## Goal
Find the line that contains "the bare soil" in the entries below. Output it and each later line exactly, and nothing else.

(Location identification items)

• • • •

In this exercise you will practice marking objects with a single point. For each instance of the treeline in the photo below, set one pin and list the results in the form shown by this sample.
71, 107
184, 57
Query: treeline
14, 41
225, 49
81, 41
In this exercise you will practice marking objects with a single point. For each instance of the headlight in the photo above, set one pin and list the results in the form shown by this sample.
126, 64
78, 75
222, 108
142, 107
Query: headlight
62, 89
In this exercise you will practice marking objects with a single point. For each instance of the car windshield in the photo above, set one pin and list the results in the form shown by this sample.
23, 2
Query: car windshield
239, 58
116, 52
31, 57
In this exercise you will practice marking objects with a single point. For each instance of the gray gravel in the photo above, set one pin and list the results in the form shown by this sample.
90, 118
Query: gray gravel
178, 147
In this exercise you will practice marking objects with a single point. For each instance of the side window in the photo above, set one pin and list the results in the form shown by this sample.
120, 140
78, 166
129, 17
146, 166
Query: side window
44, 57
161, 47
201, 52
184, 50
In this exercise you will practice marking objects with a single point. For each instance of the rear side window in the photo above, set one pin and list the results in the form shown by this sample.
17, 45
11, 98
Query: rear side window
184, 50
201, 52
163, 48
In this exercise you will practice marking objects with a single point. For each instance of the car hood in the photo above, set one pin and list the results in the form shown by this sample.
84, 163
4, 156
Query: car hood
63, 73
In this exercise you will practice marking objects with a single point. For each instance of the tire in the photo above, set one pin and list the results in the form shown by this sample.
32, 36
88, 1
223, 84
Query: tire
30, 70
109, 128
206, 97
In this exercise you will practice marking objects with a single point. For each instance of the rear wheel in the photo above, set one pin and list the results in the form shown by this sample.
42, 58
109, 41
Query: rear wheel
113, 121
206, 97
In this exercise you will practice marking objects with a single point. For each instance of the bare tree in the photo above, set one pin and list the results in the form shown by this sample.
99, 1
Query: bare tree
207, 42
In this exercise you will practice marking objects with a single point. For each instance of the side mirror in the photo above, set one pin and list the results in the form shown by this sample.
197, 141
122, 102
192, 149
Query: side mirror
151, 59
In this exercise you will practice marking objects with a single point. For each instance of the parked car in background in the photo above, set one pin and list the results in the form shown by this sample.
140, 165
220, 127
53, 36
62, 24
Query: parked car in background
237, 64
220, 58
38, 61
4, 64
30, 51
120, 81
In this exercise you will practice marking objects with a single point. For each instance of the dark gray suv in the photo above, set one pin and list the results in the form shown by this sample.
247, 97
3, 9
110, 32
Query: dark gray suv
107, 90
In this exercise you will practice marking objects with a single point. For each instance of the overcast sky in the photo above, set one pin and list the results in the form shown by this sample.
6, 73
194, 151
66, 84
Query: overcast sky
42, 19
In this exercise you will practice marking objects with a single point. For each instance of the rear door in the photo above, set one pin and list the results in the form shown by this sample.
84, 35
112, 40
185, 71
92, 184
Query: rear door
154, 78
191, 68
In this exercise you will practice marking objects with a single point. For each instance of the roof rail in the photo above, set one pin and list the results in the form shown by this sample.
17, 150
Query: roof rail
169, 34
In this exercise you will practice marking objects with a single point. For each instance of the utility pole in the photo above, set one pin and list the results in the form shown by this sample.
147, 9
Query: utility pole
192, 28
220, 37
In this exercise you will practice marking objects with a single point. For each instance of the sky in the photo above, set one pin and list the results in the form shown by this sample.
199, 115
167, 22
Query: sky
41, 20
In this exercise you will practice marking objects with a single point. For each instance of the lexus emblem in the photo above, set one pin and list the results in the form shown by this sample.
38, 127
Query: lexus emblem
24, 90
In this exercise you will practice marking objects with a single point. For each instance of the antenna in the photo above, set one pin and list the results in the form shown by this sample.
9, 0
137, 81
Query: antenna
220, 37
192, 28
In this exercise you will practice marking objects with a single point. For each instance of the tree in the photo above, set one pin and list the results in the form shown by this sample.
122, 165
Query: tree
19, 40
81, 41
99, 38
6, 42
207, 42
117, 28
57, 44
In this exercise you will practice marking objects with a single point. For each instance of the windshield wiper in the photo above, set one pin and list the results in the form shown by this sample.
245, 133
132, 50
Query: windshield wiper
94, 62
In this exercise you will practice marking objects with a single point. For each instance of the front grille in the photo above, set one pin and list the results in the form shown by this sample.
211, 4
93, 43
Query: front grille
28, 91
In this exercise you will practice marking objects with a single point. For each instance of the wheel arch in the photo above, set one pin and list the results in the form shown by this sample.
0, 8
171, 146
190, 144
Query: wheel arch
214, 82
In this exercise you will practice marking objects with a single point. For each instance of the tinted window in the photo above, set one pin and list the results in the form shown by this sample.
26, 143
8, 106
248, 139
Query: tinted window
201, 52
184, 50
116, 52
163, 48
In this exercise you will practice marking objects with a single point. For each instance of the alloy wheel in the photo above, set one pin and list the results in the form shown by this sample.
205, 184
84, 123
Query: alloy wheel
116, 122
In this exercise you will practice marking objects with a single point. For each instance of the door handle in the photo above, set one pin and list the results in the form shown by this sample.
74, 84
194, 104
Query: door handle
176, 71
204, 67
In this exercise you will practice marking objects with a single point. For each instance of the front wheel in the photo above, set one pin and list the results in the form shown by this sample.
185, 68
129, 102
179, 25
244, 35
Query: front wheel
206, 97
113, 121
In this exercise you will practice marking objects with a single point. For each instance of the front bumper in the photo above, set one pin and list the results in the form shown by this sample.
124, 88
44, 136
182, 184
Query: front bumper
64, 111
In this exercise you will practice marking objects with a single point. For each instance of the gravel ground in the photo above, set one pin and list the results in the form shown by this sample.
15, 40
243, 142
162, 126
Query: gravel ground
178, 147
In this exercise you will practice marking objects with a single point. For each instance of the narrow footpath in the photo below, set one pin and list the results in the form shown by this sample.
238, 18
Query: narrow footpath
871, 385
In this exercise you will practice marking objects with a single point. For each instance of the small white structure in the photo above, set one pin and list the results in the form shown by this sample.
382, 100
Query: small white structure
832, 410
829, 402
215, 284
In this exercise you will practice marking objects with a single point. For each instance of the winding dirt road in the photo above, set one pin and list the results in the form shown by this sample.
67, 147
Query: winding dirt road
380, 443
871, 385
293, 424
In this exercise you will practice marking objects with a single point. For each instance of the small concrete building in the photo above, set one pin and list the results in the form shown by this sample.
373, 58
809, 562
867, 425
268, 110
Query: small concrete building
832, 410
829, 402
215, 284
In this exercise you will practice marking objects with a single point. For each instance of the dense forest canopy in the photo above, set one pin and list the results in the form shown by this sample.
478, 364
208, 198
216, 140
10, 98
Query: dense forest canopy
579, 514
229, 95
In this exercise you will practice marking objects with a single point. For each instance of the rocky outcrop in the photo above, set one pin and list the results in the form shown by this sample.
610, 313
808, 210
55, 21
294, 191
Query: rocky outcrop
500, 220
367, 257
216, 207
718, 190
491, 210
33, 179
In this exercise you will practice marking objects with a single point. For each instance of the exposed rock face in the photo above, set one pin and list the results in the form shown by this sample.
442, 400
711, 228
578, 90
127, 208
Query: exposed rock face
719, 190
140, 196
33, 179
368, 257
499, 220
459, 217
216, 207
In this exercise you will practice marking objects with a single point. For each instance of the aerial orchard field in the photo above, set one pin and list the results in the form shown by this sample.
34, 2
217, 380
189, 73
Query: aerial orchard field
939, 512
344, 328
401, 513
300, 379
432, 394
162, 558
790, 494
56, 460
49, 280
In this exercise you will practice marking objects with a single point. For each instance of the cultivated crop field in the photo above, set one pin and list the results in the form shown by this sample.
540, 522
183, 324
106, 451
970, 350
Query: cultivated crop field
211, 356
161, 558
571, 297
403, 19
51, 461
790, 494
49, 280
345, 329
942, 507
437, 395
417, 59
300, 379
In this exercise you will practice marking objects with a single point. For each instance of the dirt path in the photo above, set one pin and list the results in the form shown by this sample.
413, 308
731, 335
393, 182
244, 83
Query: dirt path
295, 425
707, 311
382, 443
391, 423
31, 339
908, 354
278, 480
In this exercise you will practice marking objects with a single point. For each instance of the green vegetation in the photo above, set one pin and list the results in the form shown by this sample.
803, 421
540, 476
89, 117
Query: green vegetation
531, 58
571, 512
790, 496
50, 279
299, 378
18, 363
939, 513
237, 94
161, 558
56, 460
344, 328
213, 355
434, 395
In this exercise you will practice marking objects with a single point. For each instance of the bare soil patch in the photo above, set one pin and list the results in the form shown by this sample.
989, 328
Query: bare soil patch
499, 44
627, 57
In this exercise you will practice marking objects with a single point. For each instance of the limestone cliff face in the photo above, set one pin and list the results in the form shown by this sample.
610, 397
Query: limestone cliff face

• • • •

## Final answer
In this exercise you will practice marking objects with a single point. For each instance of the bare soil patch in the photo above, set one pin and list the results in the form shown by this sample.
989, 328
Query: bare soil patch
499, 44
627, 57
In this exercise you will practice marking objects with a single point. For each instance of the limestone cliff face in the photo above, set one pin and list the results in the form shown by this sample.
610, 397
Query: limestone cliff face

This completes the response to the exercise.